**Photo-based referring expression data**

____

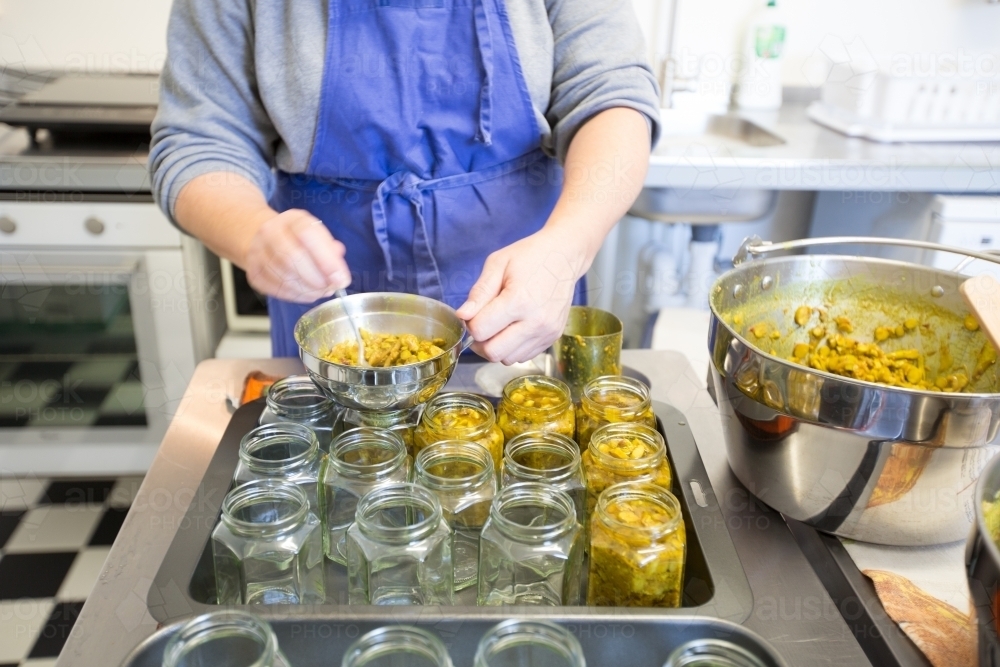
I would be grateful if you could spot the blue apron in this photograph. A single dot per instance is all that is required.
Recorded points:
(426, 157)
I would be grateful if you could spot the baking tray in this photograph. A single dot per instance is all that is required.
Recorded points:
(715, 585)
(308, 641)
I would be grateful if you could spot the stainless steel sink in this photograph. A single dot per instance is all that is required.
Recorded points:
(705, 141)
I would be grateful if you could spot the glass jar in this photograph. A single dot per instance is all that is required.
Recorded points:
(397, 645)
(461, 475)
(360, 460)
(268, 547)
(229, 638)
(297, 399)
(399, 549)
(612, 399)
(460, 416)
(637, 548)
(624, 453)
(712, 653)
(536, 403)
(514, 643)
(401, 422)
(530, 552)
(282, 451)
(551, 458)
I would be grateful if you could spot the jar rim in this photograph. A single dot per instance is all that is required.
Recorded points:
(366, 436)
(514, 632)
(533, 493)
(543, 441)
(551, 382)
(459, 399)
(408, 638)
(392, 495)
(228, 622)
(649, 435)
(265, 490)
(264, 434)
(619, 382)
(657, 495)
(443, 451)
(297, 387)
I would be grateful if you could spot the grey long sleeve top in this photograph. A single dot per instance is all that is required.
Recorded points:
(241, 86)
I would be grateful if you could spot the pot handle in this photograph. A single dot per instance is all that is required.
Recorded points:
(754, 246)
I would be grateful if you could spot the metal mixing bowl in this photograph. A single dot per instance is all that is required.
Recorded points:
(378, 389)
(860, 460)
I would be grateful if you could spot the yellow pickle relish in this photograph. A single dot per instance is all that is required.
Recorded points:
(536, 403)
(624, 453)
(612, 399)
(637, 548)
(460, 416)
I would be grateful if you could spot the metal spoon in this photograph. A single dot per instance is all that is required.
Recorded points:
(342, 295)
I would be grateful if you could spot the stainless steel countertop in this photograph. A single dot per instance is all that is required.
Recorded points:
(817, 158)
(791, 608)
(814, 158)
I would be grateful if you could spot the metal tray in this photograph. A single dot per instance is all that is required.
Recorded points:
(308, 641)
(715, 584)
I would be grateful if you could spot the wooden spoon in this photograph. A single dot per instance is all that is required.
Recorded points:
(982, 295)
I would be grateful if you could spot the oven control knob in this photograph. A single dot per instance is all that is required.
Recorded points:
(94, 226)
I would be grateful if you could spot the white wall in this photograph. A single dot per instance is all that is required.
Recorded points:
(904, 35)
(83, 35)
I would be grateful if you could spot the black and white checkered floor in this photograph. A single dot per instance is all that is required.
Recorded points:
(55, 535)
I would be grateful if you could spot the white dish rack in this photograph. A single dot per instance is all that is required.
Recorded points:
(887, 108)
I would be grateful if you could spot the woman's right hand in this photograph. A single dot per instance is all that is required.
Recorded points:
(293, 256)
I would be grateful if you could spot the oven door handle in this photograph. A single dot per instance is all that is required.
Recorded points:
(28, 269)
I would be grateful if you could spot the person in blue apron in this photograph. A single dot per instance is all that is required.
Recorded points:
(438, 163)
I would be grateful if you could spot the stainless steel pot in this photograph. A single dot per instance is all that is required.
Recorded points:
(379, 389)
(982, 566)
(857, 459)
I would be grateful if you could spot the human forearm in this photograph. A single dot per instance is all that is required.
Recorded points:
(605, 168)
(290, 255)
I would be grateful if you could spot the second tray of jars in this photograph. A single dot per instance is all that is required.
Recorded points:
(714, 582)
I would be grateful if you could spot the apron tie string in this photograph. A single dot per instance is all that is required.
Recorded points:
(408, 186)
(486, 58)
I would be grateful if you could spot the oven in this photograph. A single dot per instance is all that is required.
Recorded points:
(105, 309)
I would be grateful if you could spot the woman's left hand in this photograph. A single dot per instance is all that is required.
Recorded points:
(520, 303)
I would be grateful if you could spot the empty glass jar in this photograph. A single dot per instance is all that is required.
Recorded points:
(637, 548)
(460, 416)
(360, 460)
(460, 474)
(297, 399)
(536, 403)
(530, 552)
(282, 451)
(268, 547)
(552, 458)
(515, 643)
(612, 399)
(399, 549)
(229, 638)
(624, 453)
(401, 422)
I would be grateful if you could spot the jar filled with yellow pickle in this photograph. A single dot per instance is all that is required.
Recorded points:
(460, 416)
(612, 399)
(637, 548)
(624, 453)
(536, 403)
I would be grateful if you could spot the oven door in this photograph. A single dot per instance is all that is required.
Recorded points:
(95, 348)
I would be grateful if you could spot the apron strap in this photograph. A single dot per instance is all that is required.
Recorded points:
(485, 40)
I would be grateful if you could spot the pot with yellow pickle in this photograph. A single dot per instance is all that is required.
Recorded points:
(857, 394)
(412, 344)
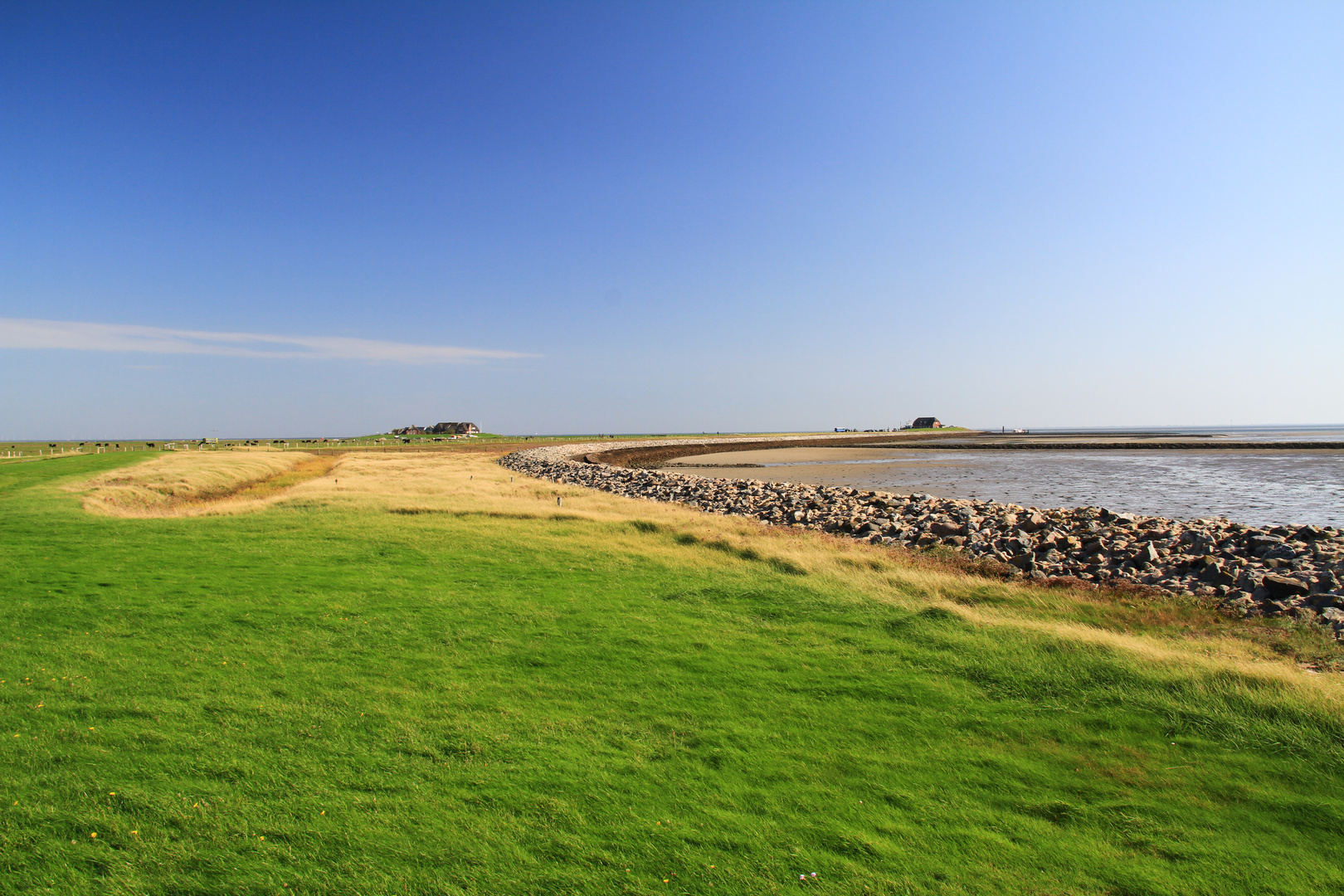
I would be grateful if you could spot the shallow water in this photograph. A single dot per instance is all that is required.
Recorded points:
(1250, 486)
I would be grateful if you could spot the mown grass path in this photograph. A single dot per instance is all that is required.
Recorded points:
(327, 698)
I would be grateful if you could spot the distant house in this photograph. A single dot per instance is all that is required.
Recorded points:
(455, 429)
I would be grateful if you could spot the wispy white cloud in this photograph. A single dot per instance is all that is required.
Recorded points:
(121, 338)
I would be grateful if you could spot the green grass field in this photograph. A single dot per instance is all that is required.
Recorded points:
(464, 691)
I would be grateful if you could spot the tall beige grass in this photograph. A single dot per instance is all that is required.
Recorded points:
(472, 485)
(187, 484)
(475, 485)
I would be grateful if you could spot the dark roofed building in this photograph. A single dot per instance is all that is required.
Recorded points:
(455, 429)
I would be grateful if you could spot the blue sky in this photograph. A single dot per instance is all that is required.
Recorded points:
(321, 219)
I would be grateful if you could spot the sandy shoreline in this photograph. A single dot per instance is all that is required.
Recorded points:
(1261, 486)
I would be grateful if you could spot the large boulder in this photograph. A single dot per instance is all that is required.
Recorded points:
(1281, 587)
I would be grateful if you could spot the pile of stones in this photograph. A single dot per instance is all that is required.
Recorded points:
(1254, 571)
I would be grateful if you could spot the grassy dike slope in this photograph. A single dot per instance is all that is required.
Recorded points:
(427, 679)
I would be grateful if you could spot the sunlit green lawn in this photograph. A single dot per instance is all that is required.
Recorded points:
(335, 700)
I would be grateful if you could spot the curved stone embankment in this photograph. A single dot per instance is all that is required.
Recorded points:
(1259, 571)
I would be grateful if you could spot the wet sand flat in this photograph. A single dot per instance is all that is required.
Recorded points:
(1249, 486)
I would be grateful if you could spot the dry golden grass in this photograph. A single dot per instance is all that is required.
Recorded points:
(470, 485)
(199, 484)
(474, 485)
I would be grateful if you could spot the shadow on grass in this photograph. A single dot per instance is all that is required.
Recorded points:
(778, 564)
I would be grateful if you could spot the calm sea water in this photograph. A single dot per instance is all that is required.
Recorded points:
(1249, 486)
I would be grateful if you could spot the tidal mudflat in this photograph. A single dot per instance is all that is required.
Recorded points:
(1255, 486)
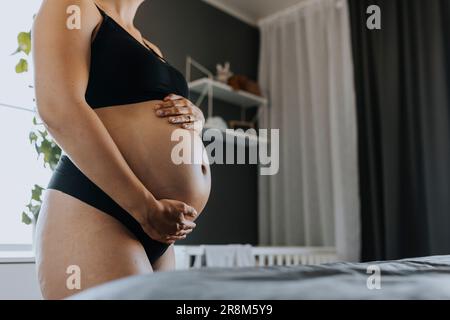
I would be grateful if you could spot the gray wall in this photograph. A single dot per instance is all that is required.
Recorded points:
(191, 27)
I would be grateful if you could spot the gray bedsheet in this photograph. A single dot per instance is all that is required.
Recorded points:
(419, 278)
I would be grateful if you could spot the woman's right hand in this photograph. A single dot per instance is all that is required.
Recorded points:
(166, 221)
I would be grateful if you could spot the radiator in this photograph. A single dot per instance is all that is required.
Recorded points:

____

**Goal of the exercise**
After locating the line holding "I would be grateful if you could spot the black" above, output exactly that line and every line after it through the line holding "I would be grateful if you could spot the empty". Include nothing else.

**Reply**
I would be grateful if you could spot the black and white checkered floor in this photograph. A single dot per instance is all that is required.
Recorded points:
(55, 535)
I would be grateful if you could spot the white dish rack in this photograph. A single dot per instance is all that is required.
Recorded points:
(887, 108)
I would be grateful if you could spot the woman's right hand in this photograph. A single dot per instance is all that is required.
Recorded points:
(293, 256)
I would be grateful if you could spot the oven door handle in this photograph. A single dot per instance is all that is required.
Recorded points:
(28, 269)
I would be grateful if you could spot the person in blue apron in this photograph. A single dot per instance is all that is required.
Recorded points:
(438, 163)
I would be grateful if you could spot the stainless steel pot in this photograph. A single dot per instance is all that is required.
Recorded points:
(379, 389)
(982, 566)
(857, 459)
I would be grateful if you could spot the human forearm in this photograph. A single dot per instance is all that is required.
Recorded points:
(605, 168)
(290, 255)
I would be grateful if you could spot the second tray of jars in this photograph. A single dot per instance is all that is required.
Recorded points:
(714, 582)
I would be grateful if you could spot the apron tie string in this photograph. A single dot per instance is all that is required.
Recorded points:
(408, 186)
(486, 58)
I would be grateful if you could spot the oven in this photograph. A single dot per instance is all that is required.
Recorded points:
(105, 309)
I would be grateful if you could spot the woman's left hand in this photograph. A single dot per instance is all that is required.
Recorded points:
(520, 303)
I would be grateful if you could spot the empty glass jar in this photograph. A single dot per instance is all that is required.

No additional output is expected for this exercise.